I need every line of the material below that includes the string "wooden".

MATERIAL PROVIDED:
-------

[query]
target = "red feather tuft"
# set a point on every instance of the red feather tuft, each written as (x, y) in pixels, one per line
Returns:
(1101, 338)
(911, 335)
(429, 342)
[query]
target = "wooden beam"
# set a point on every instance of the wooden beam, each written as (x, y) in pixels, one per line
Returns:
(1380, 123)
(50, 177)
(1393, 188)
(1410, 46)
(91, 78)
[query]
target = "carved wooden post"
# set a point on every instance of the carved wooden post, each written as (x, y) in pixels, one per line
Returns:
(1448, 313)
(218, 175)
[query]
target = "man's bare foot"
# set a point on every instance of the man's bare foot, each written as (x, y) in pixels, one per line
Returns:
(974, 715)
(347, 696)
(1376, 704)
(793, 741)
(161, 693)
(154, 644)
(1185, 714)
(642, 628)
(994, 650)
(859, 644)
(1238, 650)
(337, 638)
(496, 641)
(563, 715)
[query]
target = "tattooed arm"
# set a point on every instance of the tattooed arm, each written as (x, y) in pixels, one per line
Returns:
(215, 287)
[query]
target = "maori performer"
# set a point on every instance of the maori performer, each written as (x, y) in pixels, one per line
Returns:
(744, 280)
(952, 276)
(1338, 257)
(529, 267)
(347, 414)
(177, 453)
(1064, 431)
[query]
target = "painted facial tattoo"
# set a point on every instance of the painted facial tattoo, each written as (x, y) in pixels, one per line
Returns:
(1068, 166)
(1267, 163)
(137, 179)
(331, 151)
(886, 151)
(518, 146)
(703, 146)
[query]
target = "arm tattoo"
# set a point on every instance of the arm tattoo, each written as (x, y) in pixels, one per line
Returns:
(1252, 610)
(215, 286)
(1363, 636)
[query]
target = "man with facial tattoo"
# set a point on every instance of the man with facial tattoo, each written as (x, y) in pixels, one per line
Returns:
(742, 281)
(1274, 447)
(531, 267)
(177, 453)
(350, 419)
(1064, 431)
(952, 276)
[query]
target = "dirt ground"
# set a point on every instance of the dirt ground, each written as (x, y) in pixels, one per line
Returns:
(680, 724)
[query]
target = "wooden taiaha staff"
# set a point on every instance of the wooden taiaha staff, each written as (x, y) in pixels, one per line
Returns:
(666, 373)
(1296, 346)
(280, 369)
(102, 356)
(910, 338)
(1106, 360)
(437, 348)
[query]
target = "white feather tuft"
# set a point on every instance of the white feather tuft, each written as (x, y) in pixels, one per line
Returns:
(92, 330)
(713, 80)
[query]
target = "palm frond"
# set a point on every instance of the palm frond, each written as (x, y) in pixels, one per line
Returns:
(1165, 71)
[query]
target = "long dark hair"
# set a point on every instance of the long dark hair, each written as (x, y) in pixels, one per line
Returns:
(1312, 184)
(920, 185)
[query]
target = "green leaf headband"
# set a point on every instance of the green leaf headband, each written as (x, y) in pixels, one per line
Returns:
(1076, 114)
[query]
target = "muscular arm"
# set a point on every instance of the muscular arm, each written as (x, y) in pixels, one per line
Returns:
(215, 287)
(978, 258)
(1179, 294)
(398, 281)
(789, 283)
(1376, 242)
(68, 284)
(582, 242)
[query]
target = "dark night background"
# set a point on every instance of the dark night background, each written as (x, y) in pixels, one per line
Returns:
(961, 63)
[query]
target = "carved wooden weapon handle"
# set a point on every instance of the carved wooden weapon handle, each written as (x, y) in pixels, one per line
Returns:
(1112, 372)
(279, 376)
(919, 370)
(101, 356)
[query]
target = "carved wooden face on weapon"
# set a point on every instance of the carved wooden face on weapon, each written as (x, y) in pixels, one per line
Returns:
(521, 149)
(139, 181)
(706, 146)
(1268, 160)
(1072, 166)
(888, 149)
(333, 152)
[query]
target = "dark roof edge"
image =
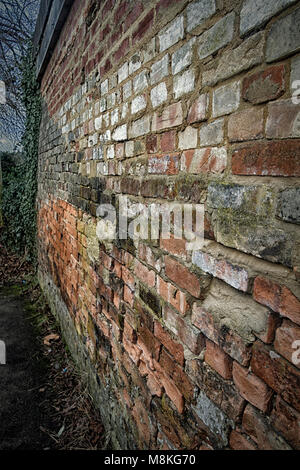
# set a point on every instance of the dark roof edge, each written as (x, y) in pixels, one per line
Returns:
(51, 19)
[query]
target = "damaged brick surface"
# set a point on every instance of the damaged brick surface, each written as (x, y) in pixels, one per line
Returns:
(173, 102)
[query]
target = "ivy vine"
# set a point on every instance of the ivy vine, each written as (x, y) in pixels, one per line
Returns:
(20, 174)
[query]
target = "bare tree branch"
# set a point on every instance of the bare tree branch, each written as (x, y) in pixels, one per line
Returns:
(17, 23)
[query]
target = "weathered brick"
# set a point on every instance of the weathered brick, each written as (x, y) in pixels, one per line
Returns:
(171, 34)
(246, 125)
(218, 360)
(182, 276)
(140, 127)
(257, 12)
(256, 426)
(138, 104)
(140, 82)
(251, 387)
(164, 164)
(279, 298)
(170, 117)
(283, 120)
(184, 83)
(168, 141)
(286, 420)
(212, 133)
(159, 95)
(206, 160)
(288, 207)
(198, 109)
(198, 12)
(120, 133)
(238, 441)
(268, 159)
(235, 276)
(280, 375)
(228, 340)
(284, 37)
(216, 37)
(123, 72)
(188, 138)
(182, 57)
(159, 70)
(143, 27)
(174, 348)
(264, 86)
(232, 62)
(286, 335)
(226, 99)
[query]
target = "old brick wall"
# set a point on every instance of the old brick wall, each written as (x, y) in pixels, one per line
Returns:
(190, 101)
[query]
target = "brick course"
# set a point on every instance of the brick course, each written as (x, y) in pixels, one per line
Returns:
(172, 101)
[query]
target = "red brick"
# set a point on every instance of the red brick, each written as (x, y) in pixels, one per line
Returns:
(246, 125)
(134, 14)
(238, 441)
(278, 298)
(143, 27)
(173, 393)
(218, 360)
(128, 296)
(168, 141)
(187, 334)
(251, 387)
(264, 86)
(148, 344)
(268, 159)
(206, 160)
(141, 417)
(257, 427)
(172, 295)
(169, 368)
(276, 372)
(132, 350)
(174, 246)
(199, 110)
(182, 276)
(144, 274)
(164, 164)
(283, 118)
(171, 116)
(152, 143)
(286, 420)
(122, 50)
(286, 335)
(228, 340)
(174, 348)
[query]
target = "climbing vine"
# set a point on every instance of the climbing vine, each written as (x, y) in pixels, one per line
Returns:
(20, 174)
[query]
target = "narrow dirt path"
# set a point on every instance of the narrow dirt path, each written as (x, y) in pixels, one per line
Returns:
(20, 380)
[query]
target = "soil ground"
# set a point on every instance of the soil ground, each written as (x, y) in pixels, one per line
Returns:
(43, 401)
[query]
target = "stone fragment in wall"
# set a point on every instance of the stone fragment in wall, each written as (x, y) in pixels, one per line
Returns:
(171, 34)
(217, 36)
(284, 37)
(198, 12)
(184, 83)
(288, 205)
(226, 99)
(255, 13)
(234, 61)
(212, 133)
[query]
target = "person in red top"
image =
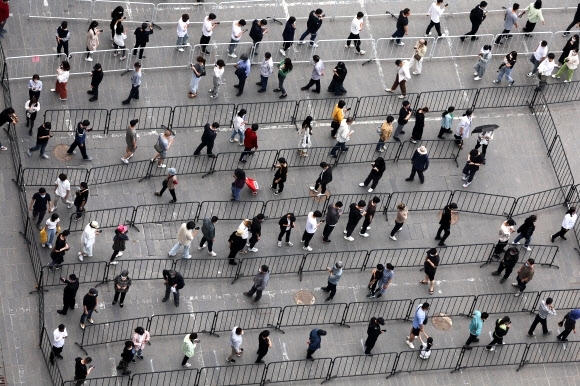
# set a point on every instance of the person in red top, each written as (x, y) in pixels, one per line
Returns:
(250, 142)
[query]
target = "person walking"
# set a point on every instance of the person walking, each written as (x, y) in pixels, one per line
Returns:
(59, 335)
(173, 283)
(208, 139)
(373, 332)
(260, 284)
(445, 223)
(403, 75)
(402, 213)
(235, 344)
(475, 328)
(509, 261)
(404, 115)
(90, 301)
(317, 74)
(311, 226)
(314, 342)
(188, 346)
(546, 308)
(70, 290)
(418, 324)
(525, 275)
(315, 19)
(430, 265)
(502, 327)
(420, 162)
(119, 241)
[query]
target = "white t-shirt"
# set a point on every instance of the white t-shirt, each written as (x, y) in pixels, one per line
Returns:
(62, 188)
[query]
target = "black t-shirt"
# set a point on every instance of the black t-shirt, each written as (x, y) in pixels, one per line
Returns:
(40, 203)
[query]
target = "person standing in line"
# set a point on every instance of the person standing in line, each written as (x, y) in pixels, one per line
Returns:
(188, 348)
(376, 173)
(286, 224)
(355, 27)
(90, 301)
(418, 323)
(420, 162)
(96, 79)
(39, 204)
(356, 212)
(525, 231)
(135, 83)
(280, 176)
(236, 344)
(42, 137)
(568, 223)
(315, 19)
(311, 226)
(404, 116)
(142, 38)
(525, 275)
(182, 35)
(314, 342)
(206, 31)
(173, 283)
(373, 333)
(260, 284)
(510, 20)
(218, 72)
(483, 59)
(505, 231)
(402, 26)
(317, 74)
(288, 35)
(509, 261)
(502, 327)
(122, 284)
(237, 32)
(208, 232)
(333, 213)
(88, 240)
(187, 232)
(445, 223)
(402, 212)
(242, 72)
(475, 328)
(430, 265)
(435, 11)
(208, 139)
(534, 11)
(546, 308)
(59, 335)
(264, 343)
(369, 215)
(130, 140)
(403, 75)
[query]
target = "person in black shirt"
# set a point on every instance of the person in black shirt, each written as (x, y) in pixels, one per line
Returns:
(38, 205)
(70, 292)
(42, 137)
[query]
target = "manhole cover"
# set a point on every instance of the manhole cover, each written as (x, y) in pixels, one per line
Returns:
(304, 297)
(59, 153)
(442, 322)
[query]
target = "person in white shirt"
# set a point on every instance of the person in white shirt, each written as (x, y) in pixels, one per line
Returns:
(237, 32)
(206, 30)
(59, 336)
(403, 75)
(355, 28)
(182, 36)
(435, 11)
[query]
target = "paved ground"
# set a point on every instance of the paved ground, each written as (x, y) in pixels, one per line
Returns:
(509, 171)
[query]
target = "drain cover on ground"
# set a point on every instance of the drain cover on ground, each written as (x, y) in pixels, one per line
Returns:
(304, 297)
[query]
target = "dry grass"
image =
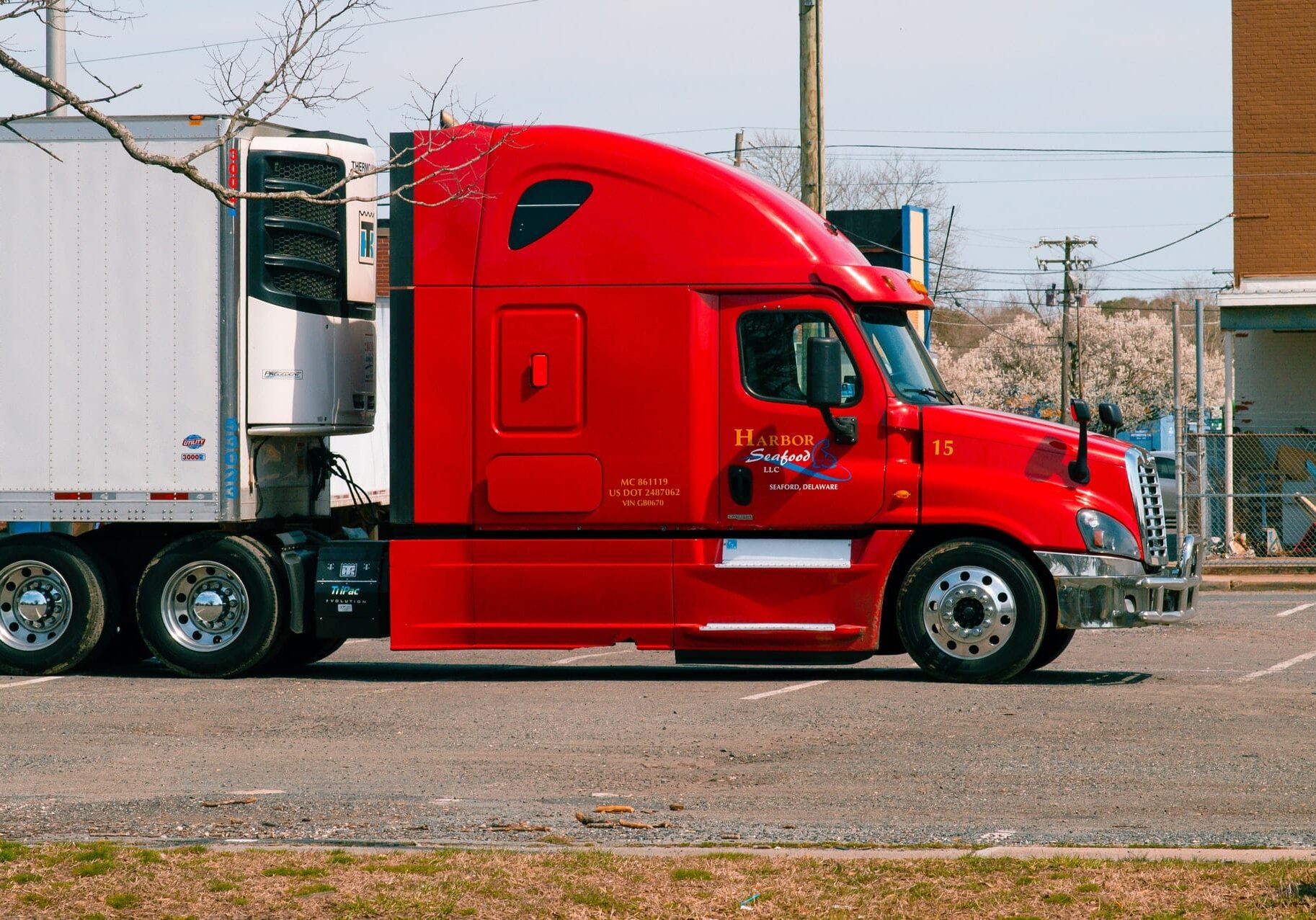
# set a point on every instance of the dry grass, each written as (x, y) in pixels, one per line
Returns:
(94, 881)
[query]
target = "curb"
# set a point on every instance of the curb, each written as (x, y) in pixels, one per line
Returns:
(1258, 582)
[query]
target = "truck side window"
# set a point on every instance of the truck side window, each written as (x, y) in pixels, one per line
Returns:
(774, 354)
(544, 207)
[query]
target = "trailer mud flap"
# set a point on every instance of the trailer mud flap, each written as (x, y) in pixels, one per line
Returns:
(352, 590)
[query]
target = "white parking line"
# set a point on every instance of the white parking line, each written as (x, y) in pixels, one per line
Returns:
(592, 654)
(24, 684)
(1276, 669)
(785, 690)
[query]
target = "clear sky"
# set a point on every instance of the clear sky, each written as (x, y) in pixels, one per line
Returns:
(1120, 74)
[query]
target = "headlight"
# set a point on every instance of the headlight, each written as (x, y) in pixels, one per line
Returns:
(1104, 535)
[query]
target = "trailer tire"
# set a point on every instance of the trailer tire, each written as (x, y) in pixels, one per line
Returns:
(972, 611)
(1053, 646)
(213, 604)
(57, 607)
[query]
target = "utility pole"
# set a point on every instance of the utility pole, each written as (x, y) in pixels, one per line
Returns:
(57, 66)
(812, 170)
(1070, 357)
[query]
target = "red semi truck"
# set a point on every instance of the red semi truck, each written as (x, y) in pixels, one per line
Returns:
(640, 396)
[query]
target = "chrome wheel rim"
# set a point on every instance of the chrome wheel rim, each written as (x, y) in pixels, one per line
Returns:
(204, 606)
(970, 612)
(36, 606)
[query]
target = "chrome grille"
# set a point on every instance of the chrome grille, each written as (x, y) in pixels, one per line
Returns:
(1150, 507)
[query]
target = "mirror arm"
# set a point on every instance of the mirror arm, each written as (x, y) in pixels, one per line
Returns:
(1078, 468)
(845, 429)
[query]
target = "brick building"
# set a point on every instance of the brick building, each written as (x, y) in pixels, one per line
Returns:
(1271, 308)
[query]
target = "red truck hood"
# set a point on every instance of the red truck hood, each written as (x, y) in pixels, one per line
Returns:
(1011, 474)
(1007, 428)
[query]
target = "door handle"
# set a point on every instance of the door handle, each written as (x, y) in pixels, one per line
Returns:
(538, 370)
(741, 482)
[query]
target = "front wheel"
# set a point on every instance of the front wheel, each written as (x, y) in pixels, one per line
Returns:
(213, 604)
(972, 611)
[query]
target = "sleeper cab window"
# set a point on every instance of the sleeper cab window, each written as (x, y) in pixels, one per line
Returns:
(774, 354)
(544, 207)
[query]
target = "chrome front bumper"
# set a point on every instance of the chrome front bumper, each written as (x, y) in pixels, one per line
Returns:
(1103, 591)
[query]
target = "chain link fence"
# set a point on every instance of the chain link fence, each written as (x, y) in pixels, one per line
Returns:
(1247, 494)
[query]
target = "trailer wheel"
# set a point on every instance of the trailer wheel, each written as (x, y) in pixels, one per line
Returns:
(972, 611)
(57, 609)
(1053, 646)
(212, 604)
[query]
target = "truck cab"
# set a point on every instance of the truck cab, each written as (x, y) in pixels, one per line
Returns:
(649, 398)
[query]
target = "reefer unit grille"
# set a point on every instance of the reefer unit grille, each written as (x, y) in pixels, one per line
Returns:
(298, 248)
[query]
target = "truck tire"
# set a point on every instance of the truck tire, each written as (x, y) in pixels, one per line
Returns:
(302, 651)
(57, 609)
(972, 611)
(1053, 646)
(213, 604)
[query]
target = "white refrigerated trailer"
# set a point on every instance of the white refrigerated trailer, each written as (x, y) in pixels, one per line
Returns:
(174, 367)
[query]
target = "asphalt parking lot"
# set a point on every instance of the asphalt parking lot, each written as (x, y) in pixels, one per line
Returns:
(1199, 733)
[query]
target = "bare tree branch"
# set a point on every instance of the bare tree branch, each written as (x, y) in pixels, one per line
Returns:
(298, 65)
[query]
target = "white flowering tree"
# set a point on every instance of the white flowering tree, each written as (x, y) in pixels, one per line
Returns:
(1126, 359)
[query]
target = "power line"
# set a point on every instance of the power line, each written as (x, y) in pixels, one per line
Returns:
(339, 28)
(1215, 152)
(1028, 290)
(1031, 273)
(1137, 256)
(941, 130)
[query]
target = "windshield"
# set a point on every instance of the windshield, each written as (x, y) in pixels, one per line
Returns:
(903, 358)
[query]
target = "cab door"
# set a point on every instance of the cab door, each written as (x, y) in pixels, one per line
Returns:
(781, 466)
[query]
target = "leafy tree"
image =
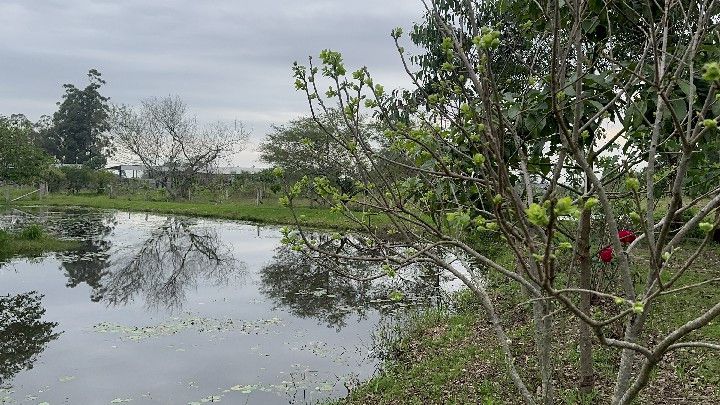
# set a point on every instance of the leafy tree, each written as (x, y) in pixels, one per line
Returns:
(532, 163)
(302, 148)
(78, 131)
(20, 160)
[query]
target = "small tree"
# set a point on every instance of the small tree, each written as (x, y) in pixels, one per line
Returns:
(528, 158)
(302, 148)
(171, 143)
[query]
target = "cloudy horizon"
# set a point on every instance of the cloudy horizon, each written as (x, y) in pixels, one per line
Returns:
(228, 61)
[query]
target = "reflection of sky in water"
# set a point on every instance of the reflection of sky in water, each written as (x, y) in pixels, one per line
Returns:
(236, 338)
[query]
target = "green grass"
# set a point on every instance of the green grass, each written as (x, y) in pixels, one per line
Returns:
(435, 356)
(451, 356)
(268, 213)
(31, 242)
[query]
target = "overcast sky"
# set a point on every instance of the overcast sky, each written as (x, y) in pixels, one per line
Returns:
(227, 59)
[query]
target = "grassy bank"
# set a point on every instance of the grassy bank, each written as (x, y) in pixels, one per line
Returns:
(269, 212)
(31, 242)
(452, 357)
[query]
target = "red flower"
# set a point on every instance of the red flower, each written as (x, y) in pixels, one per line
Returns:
(606, 255)
(626, 237)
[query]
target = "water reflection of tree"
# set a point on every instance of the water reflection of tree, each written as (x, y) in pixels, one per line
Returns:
(312, 287)
(23, 336)
(92, 264)
(169, 263)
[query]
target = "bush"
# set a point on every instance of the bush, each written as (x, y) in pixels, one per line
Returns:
(32, 232)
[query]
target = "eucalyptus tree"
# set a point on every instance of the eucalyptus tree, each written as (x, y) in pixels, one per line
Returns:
(77, 133)
(597, 129)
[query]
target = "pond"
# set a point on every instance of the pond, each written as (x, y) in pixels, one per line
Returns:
(160, 309)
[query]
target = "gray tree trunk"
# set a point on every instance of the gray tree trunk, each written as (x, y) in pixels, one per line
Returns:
(587, 373)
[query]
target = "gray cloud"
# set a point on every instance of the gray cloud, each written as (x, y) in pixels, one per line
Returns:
(227, 59)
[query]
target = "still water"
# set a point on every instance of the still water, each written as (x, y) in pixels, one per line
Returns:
(170, 310)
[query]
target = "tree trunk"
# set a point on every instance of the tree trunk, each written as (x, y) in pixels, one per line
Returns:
(587, 373)
(543, 346)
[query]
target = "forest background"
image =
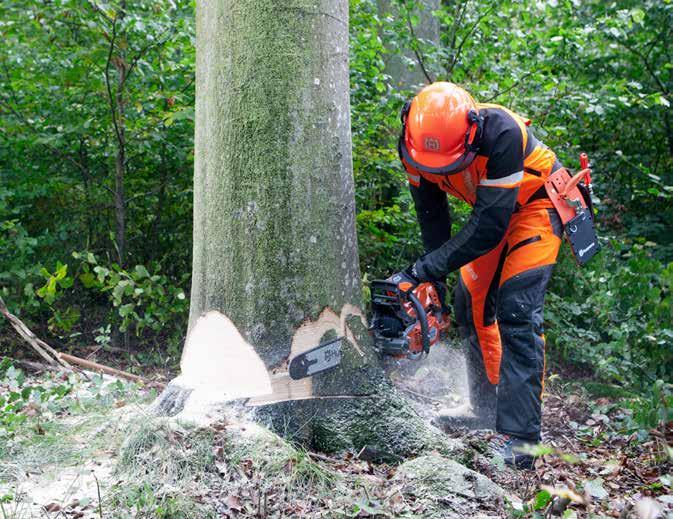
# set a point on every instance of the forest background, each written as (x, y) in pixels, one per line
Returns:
(96, 164)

-------

RESPONSE BOX:
target = "wooden beam"
# set a point on every instance of the wooden beam, each written as (x, y) in pixels, one per line
target = "carved wooden post"
# set a point on every instance of the carved wooden post, each written as (x, y) in pixels, one per line
target = "wooden taiaha staff"
# set a point on every instance of the wooden taiaha staff, each written as (x, y) in pixels, one per line
target = "carved wooden weapon handle"
# set a point on every instance of the carved wooden weapon handle, each written as (x, y) in pixels, one per line
target = "carved wooden face on weapon"
# set a point on every instance of the carved wooden face on weapon, each written as (x, y) in pixels, one per line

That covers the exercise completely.